■ **Directive**:
Rewrite the material below, replacing "Produce" with "Return" wherever it occurs and keeping everything else unchanged.

----

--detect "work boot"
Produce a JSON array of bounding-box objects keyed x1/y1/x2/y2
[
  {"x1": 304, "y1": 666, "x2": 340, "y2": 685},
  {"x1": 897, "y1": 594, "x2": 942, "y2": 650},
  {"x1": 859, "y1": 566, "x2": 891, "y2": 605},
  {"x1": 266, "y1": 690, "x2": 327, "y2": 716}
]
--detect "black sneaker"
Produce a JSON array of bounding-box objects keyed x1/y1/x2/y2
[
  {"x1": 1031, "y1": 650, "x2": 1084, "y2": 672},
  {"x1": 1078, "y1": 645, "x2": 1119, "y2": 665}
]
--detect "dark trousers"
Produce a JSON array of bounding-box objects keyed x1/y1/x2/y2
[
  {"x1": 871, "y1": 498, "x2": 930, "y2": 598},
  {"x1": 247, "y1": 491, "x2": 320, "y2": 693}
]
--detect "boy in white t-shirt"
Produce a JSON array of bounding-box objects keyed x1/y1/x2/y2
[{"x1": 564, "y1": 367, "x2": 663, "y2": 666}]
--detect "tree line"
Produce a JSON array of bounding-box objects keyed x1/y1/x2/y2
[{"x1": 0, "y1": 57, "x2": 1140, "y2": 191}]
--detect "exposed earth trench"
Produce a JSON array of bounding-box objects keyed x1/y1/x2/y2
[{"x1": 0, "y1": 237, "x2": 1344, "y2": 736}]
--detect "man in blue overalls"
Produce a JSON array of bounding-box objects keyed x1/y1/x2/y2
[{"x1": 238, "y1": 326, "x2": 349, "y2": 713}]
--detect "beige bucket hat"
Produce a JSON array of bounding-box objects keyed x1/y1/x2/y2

----

■ **Task response**:
--detect "work boot"
Return a JSON array of bounding-box objects keyed x1/y1/x2/y2
[
  {"x1": 304, "y1": 666, "x2": 340, "y2": 685},
  {"x1": 897, "y1": 594, "x2": 942, "y2": 650},
  {"x1": 859, "y1": 566, "x2": 891, "y2": 605},
  {"x1": 266, "y1": 690, "x2": 327, "y2": 716}
]
--detect "black sneaker"
Return a JSON array of bounding-box objects keyed x1/y1/x2/y2
[
  {"x1": 1031, "y1": 650, "x2": 1084, "y2": 672},
  {"x1": 1078, "y1": 645, "x2": 1119, "y2": 665}
]
--detect "dark trousers"
Return a JSON array of bounding-box objects keyed x1/y1/x2/y2
[
  {"x1": 871, "y1": 498, "x2": 930, "y2": 598},
  {"x1": 247, "y1": 491, "x2": 320, "y2": 693}
]
--detect "boy in white t-shirt"
Return a JSON array of bounding-box objects keyed x1/y1/x2/y2
[{"x1": 564, "y1": 367, "x2": 663, "y2": 666}]
--detect "tree line"
Return a JSON array of bounding-box objects keyed x1/y1/x2/y2
[{"x1": 0, "y1": 57, "x2": 1140, "y2": 191}]
--detect "exposed earth trench"
Return a JSON array of bounding-box objects keyed x1/y1/x2/y2
[{"x1": 0, "y1": 237, "x2": 1344, "y2": 736}]
--detect "man in blue overalls"
Return a JSON array of bounding-box objects keyed x1/y1/x2/y2
[{"x1": 238, "y1": 326, "x2": 349, "y2": 713}]
--detect "beige bucket hat"
Return a JSON array of bounding-box objects keyed x1/y1/x2/y2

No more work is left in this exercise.